Problem to solve:
Could you put every line of the records below into a JSON list of strings, one string per line, with blank lines left out?

Recorded data:
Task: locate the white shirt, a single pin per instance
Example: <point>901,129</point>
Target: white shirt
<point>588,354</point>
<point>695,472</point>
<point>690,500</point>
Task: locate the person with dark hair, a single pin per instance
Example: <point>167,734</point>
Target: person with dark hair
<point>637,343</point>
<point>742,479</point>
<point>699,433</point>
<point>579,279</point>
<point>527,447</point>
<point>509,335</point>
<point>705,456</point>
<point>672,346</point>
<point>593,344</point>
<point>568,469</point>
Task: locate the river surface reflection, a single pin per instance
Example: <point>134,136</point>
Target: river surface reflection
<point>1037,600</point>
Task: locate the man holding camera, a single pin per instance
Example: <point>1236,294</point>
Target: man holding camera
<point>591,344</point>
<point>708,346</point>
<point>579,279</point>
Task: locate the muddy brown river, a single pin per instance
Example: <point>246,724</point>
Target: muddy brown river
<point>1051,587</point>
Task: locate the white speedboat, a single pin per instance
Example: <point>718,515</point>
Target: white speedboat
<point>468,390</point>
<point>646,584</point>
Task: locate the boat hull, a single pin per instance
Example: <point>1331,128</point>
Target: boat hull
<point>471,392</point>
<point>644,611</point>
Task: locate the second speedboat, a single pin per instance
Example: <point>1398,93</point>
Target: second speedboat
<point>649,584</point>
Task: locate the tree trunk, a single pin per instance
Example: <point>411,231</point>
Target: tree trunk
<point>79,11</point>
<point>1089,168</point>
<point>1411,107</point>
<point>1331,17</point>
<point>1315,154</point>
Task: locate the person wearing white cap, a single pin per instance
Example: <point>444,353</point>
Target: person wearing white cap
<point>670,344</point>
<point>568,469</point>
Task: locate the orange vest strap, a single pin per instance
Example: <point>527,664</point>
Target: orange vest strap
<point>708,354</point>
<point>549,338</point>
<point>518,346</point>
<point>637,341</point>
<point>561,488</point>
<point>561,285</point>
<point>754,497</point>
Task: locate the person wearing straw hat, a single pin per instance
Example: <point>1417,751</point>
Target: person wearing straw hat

The solution:
[
  "Task: locate the white shirt, a single pin per instance",
  "Example: <point>901,129</point>",
  "Target: white shirt",
  "<point>588,354</point>",
  "<point>695,472</point>",
  "<point>690,500</point>",
  "Task: locate the person with dark hair, a single pin per instance",
  "Example: <point>167,734</point>",
  "Target: person with dark hair",
  "<point>637,343</point>",
  "<point>742,479</point>",
  "<point>699,433</point>",
  "<point>579,279</point>",
  "<point>527,447</point>",
  "<point>509,335</point>",
  "<point>705,456</point>",
  "<point>672,346</point>",
  "<point>593,344</point>",
  "<point>568,469</point>",
  "Task: locate the river surface reflection, a single pin per instance",
  "Example: <point>134,136</point>",
  "Target: river surface reflection",
  "<point>1037,600</point>",
  "Task: locate the man holding camera, a single pin per instance",
  "Example: <point>1236,294</point>",
  "Target: man holding camera",
  "<point>591,344</point>",
  "<point>708,346</point>",
  "<point>579,279</point>",
  "Task: locate the muddy brown river, a single pin per instance",
  "Example: <point>246,724</point>",
  "Target: muddy brown river",
  "<point>1051,587</point>",
  "Task: locate the white speedboat, a single pin per instance",
  "Example: <point>718,515</point>",
  "Target: white speedboat",
  "<point>468,390</point>",
  "<point>646,584</point>",
  "Task: locate the boat hull, a single pin per instance",
  "Example: <point>1331,128</point>",
  "Target: boat hull",
  "<point>471,392</point>",
  "<point>644,611</point>",
  "Task: locate the second speedboat, a single pin per instance",
  "Example: <point>1398,93</point>",
  "Target: second speedboat",
  "<point>649,584</point>",
  "Task: locate the tree trunk, a single pin per instance",
  "Example: <point>411,231</point>",
  "Target: tree trunk",
  "<point>79,11</point>",
  "<point>1089,168</point>",
  "<point>1411,107</point>",
  "<point>1331,17</point>",
  "<point>1315,154</point>",
  "Task: locate the person wearing white cap, a single pin per instance",
  "Example: <point>444,353</point>",
  "Target: person wearing white cap",
  "<point>670,344</point>",
  "<point>568,469</point>",
  "Task: locate the orange vest strap, a single pin per instance",
  "Example: <point>527,664</point>",
  "Target: orange vest strap",
  "<point>708,354</point>",
  "<point>549,338</point>",
  "<point>518,346</point>",
  "<point>637,341</point>",
  "<point>561,488</point>",
  "<point>561,285</point>",
  "<point>754,497</point>",
  "Task: locate the person wearing straw hat, a single pin per instance",
  "Example: <point>1417,751</point>",
  "Target: person wearing straw hat"
]